> [Exercise aim] Reproduce exactly the lines from the one containing "Provide the location of each instance of the white plastered" through the end of the entries, including both. Drop the pictures.
— begin Excerpted records —
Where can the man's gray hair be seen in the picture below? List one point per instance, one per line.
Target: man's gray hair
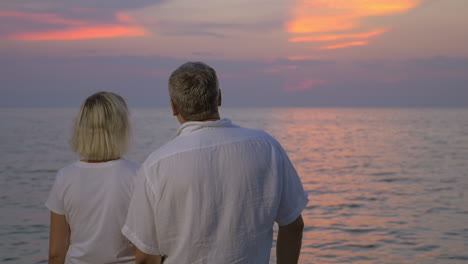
(102, 128)
(194, 88)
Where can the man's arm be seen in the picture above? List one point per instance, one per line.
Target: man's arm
(288, 244)
(143, 258)
(59, 238)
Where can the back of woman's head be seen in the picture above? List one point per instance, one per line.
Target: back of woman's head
(102, 128)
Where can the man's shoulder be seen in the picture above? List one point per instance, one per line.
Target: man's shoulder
(209, 138)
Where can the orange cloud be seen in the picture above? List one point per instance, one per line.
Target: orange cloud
(345, 45)
(312, 16)
(339, 37)
(77, 30)
(305, 85)
(324, 18)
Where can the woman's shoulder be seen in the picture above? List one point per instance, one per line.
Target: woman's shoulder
(130, 164)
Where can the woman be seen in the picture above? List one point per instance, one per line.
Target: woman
(90, 197)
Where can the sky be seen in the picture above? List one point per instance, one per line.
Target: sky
(267, 53)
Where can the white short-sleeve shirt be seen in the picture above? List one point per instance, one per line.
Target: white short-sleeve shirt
(212, 195)
(94, 198)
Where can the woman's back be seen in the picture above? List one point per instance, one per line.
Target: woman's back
(94, 198)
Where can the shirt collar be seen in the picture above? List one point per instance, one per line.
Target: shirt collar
(191, 126)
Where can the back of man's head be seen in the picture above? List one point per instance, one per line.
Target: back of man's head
(194, 89)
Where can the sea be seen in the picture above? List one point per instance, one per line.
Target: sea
(386, 185)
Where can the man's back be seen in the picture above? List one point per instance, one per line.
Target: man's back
(214, 193)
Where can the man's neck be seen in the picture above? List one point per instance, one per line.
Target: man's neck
(215, 117)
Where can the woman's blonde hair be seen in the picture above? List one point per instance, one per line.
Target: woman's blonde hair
(102, 128)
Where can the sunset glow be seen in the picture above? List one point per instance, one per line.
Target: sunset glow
(345, 45)
(110, 31)
(305, 85)
(321, 38)
(327, 18)
(76, 30)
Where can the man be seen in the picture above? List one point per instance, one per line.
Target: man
(213, 193)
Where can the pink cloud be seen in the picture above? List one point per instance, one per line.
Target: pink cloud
(305, 85)
(275, 69)
(125, 26)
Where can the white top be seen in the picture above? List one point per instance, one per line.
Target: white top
(212, 195)
(94, 198)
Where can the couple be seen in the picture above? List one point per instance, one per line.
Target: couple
(210, 195)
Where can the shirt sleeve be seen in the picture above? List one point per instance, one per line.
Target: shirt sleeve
(140, 226)
(55, 201)
(293, 198)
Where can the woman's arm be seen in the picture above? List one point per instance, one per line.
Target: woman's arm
(59, 238)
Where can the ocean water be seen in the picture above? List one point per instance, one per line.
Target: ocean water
(385, 185)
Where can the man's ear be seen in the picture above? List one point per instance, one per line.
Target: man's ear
(220, 99)
(175, 109)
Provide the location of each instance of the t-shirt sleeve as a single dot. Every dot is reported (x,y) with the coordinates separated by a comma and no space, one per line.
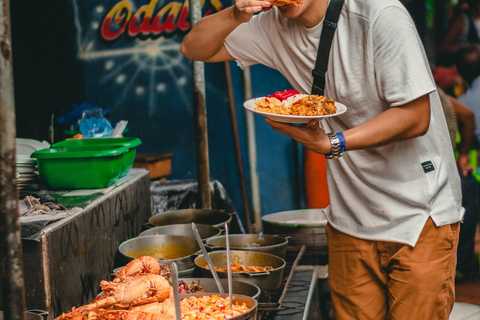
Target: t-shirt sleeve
(248,43)
(401,68)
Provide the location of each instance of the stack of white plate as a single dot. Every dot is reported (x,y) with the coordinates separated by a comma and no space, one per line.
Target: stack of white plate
(27,171)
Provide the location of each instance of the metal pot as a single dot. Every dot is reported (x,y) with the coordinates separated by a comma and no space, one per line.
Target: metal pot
(28,316)
(251,242)
(303,227)
(266,281)
(252,304)
(181,273)
(238,287)
(184,229)
(164,248)
(216,218)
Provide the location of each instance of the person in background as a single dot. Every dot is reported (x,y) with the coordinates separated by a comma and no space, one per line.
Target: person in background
(395,200)
(463,30)
(468,65)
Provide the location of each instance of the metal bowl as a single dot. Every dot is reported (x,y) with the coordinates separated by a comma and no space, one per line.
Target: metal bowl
(164,248)
(303,227)
(267,281)
(251,242)
(181,273)
(184,229)
(216,218)
(238,286)
(252,304)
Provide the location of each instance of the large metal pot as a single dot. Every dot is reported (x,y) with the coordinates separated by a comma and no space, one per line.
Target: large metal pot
(303,227)
(164,248)
(252,304)
(267,281)
(184,229)
(251,242)
(216,218)
(28,316)
(238,287)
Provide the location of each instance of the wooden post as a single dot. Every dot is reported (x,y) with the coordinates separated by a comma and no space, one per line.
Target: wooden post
(11,256)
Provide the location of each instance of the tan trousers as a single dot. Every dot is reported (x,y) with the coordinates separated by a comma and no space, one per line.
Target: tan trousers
(385,280)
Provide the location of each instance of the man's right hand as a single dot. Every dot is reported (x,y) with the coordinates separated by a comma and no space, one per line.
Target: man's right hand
(245,9)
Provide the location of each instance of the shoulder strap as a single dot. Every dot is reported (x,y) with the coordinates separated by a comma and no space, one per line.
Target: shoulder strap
(323,54)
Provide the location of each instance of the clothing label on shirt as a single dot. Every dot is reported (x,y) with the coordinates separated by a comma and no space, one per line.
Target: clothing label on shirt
(428,166)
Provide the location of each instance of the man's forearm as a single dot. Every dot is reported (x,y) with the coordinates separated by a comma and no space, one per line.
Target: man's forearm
(206,38)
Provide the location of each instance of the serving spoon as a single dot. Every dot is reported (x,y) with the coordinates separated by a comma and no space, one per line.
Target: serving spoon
(207,258)
(229,267)
(176,295)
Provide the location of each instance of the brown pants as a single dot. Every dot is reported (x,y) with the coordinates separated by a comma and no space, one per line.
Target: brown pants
(386,280)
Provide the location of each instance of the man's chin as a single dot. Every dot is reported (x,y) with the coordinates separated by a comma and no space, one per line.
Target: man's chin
(289,11)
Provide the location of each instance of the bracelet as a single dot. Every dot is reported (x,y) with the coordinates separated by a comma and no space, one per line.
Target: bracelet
(342,141)
(335,142)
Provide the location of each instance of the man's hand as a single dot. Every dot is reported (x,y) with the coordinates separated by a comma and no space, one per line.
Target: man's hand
(245,9)
(310,135)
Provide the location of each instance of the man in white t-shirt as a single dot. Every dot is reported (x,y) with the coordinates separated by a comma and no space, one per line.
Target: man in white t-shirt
(395,194)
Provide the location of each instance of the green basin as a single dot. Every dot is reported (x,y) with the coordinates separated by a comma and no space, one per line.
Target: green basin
(80,167)
(130,143)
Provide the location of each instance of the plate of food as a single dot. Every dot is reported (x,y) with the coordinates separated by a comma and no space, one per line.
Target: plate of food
(290,106)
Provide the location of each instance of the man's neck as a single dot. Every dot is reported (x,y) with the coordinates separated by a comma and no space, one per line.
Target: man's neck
(314,13)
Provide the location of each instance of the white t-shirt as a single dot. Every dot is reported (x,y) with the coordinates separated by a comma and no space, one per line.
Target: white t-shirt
(377,61)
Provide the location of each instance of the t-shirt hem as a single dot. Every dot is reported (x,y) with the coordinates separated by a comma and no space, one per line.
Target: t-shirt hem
(412,242)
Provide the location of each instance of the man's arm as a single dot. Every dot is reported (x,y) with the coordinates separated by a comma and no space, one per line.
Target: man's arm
(205,41)
(466,124)
(395,124)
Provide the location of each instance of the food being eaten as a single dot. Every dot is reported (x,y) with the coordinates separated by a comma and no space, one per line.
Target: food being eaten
(297,105)
(313,105)
(281,3)
(210,307)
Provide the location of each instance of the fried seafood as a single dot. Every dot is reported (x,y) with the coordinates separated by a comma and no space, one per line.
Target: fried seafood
(313,105)
(272,105)
(237,267)
(297,105)
(209,307)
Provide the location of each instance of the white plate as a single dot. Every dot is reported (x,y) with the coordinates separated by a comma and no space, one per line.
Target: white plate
(250,106)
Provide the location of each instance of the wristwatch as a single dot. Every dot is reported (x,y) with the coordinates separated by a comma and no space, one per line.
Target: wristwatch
(335,142)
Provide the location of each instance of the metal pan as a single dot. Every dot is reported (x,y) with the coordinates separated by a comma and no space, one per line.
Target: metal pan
(184,229)
(238,287)
(28,316)
(164,248)
(216,218)
(266,281)
(252,304)
(251,242)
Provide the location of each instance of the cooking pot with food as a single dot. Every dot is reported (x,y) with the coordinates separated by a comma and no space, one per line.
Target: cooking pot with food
(209,285)
(251,305)
(184,229)
(267,280)
(214,217)
(164,248)
(251,242)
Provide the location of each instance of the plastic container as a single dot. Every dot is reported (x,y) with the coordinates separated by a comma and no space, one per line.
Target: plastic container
(130,143)
(87,167)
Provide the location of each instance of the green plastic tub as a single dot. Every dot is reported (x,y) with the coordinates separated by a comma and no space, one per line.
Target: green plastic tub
(87,167)
(130,142)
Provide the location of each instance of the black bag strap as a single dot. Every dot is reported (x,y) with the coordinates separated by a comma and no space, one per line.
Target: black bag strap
(323,54)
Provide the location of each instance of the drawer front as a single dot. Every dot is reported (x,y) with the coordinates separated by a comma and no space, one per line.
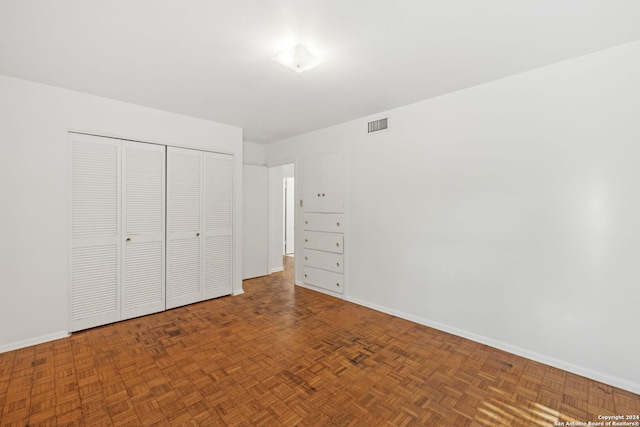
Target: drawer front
(332,223)
(330,242)
(324,279)
(324,260)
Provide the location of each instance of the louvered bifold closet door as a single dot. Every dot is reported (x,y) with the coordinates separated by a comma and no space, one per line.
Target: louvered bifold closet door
(218,224)
(184,208)
(143,229)
(95,231)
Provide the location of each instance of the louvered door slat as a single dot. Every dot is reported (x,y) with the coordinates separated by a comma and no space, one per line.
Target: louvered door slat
(184,199)
(95,231)
(143,205)
(218,266)
(218,216)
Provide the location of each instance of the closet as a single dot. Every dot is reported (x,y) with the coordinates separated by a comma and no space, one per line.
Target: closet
(199,226)
(144,238)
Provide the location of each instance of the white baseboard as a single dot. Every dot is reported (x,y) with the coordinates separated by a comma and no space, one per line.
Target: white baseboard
(322,291)
(538,357)
(33,341)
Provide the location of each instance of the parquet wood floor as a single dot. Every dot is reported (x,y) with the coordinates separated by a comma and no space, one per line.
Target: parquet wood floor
(281,355)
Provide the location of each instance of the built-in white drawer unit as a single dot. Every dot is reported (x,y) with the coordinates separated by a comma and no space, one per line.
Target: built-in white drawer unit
(324,260)
(332,223)
(329,242)
(324,279)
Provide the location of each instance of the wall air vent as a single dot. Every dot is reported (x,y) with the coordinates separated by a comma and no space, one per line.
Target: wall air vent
(378,125)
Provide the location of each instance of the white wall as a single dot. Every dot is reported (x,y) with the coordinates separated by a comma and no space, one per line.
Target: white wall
(276,214)
(35,120)
(255,194)
(507,213)
(252,153)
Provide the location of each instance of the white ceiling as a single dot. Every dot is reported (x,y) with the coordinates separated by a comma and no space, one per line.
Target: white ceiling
(212,58)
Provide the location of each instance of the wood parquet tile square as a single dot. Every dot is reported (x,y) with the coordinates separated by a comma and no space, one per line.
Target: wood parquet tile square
(281,355)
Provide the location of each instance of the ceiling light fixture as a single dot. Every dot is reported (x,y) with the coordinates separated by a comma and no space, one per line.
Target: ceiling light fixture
(298,59)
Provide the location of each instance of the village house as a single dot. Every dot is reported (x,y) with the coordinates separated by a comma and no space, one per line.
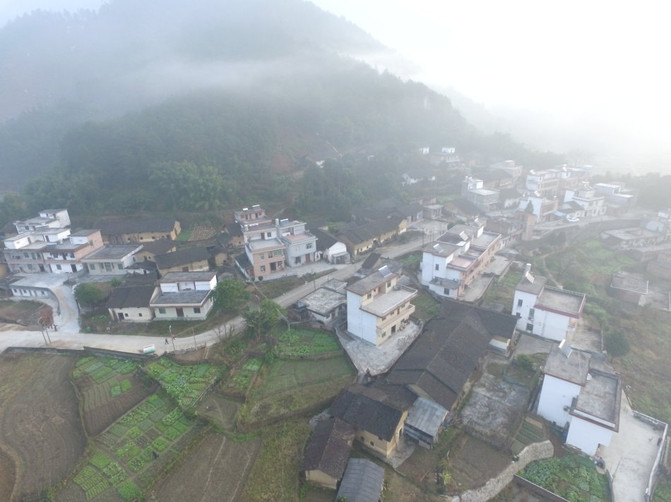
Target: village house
(327,451)
(452,262)
(111,259)
(544,311)
(581,396)
(378,307)
(329,248)
(441,361)
(591,203)
(184,296)
(184,260)
(150,250)
(300,245)
(131,304)
(46,244)
(473,190)
(377,413)
(326,305)
(139,230)
(363,481)
(361,238)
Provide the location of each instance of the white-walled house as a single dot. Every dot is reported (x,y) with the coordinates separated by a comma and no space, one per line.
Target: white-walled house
(581,398)
(545,311)
(454,260)
(184,296)
(111,259)
(377,308)
(131,304)
(299,244)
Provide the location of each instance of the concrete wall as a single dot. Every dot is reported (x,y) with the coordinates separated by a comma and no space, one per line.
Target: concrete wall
(551,325)
(587,436)
(533,452)
(555,400)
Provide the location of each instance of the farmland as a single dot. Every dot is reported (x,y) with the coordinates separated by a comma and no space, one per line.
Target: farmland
(39,423)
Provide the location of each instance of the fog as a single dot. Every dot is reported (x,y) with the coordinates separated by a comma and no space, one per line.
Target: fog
(584,77)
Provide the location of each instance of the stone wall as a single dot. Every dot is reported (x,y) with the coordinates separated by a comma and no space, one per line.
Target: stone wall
(533,452)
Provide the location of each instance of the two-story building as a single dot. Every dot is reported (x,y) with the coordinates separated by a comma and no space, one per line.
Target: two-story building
(377,307)
(300,245)
(453,261)
(544,311)
(581,396)
(184,296)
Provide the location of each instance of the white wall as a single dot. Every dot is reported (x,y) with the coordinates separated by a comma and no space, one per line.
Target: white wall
(528,300)
(132,314)
(587,436)
(550,325)
(360,323)
(555,400)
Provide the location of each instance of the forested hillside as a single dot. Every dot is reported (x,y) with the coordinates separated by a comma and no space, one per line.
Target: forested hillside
(148,106)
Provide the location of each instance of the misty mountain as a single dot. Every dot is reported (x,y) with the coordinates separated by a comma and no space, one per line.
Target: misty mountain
(148,105)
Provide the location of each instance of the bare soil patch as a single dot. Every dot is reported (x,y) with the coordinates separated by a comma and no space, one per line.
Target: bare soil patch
(100,410)
(216,470)
(40,426)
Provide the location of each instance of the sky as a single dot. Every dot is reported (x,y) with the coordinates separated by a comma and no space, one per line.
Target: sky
(595,70)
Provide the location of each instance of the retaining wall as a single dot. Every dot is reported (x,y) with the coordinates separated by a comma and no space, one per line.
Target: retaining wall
(533,452)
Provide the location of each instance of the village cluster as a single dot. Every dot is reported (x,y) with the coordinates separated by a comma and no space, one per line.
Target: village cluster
(413,377)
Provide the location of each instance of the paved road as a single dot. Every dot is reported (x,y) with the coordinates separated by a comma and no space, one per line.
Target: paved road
(68,336)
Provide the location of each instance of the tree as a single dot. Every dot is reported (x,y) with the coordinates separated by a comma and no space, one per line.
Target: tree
(230,295)
(261,321)
(89,295)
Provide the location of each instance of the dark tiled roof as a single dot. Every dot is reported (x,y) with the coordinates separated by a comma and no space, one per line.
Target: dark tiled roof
(138,296)
(181,257)
(375,409)
(357,234)
(136,226)
(328,448)
(324,239)
(443,357)
(363,481)
(159,246)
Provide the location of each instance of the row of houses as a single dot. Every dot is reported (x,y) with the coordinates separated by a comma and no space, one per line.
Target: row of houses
(182,296)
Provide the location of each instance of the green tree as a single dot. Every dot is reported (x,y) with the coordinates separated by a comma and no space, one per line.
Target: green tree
(230,295)
(89,295)
(261,321)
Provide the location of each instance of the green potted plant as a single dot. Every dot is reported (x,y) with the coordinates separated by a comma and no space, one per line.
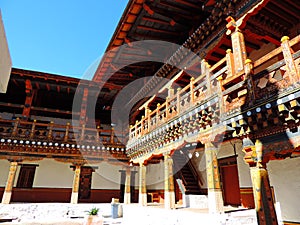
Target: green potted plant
(93,217)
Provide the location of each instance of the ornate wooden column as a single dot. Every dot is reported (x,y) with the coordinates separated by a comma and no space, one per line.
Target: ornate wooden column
(84,103)
(169,182)
(238,46)
(265,210)
(142,186)
(28,100)
(75,187)
(215,198)
(127,194)
(10,182)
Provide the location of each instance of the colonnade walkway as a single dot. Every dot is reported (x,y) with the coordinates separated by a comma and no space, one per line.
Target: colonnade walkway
(154,213)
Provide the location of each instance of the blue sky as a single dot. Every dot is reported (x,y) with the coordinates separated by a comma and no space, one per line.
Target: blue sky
(59,36)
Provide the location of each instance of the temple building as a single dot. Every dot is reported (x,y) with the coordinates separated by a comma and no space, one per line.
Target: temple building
(194,104)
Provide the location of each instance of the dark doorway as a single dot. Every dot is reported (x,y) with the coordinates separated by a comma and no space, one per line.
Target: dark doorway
(26,176)
(230,181)
(85,182)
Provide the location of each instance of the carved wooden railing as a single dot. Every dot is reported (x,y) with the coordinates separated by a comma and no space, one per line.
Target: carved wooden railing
(179,103)
(238,90)
(56,138)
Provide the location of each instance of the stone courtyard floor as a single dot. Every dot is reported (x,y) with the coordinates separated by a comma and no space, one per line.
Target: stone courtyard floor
(153,214)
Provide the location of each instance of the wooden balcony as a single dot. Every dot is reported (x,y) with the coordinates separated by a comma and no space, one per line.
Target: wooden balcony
(241,99)
(32,140)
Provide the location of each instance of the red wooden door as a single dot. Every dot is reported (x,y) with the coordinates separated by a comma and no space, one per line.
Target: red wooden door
(230,182)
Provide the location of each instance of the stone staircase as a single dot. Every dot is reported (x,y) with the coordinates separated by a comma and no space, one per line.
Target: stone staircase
(184,172)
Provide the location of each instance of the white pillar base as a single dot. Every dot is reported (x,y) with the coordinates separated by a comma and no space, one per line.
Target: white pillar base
(169,200)
(127,198)
(143,199)
(215,201)
(6,197)
(74,198)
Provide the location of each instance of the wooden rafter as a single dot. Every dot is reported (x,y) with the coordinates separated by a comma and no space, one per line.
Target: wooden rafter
(157,30)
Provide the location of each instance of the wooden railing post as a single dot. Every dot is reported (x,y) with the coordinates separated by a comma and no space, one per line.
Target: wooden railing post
(178,100)
(67,132)
(229,63)
(206,71)
(291,68)
(50,130)
(112,135)
(238,45)
(157,114)
(192,96)
(15,129)
(32,129)
(97,134)
(142,125)
(82,132)
(148,118)
(167,108)
(249,80)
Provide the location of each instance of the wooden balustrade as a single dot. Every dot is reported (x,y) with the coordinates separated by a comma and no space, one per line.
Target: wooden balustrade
(234,86)
(26,130)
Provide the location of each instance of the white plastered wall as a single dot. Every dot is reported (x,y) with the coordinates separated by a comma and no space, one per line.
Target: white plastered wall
(155,176)
(52,174)
(107,176)
(285,178)
(4,169)
(225,150)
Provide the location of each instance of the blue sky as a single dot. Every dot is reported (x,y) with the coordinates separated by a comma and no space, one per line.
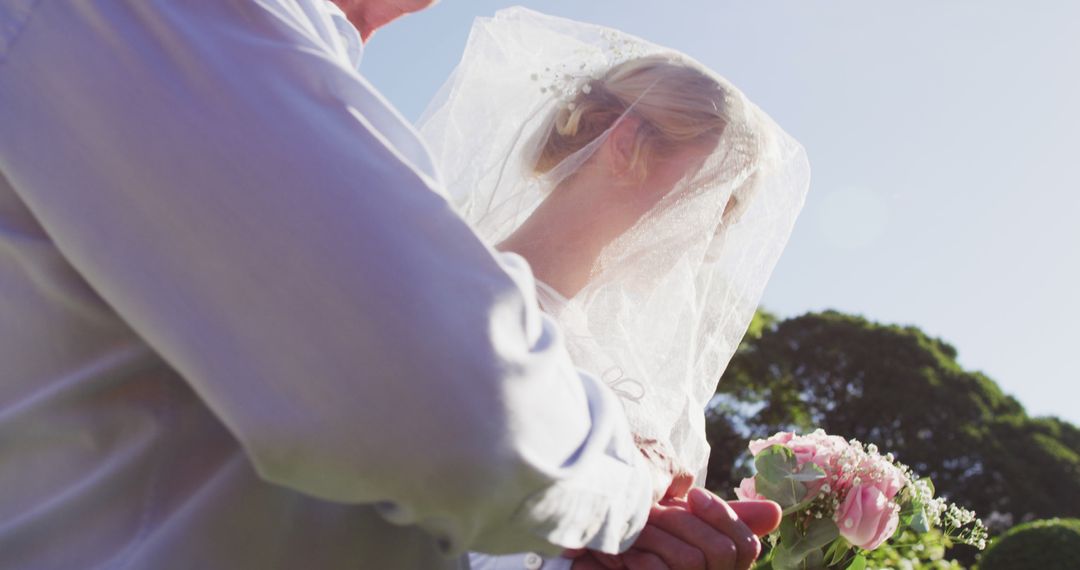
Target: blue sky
— end Excerpted records —
> [Answer to this exercise]
Provide the location of each instance of the white plastered wall as a single dot. Every dot is reported (x,y) with the coordinates separated by a comma and no space, one per line.
Target: white plastered wall
(155,176)
(52,174)
(107,176)
(285,178)
(4,169)
(225,150)
Provide the location of each instance of the blue sky as a single dot. Every dot is reported (x,y) with the coordinates separated by a comma and no space, one per line.
Target: blue sky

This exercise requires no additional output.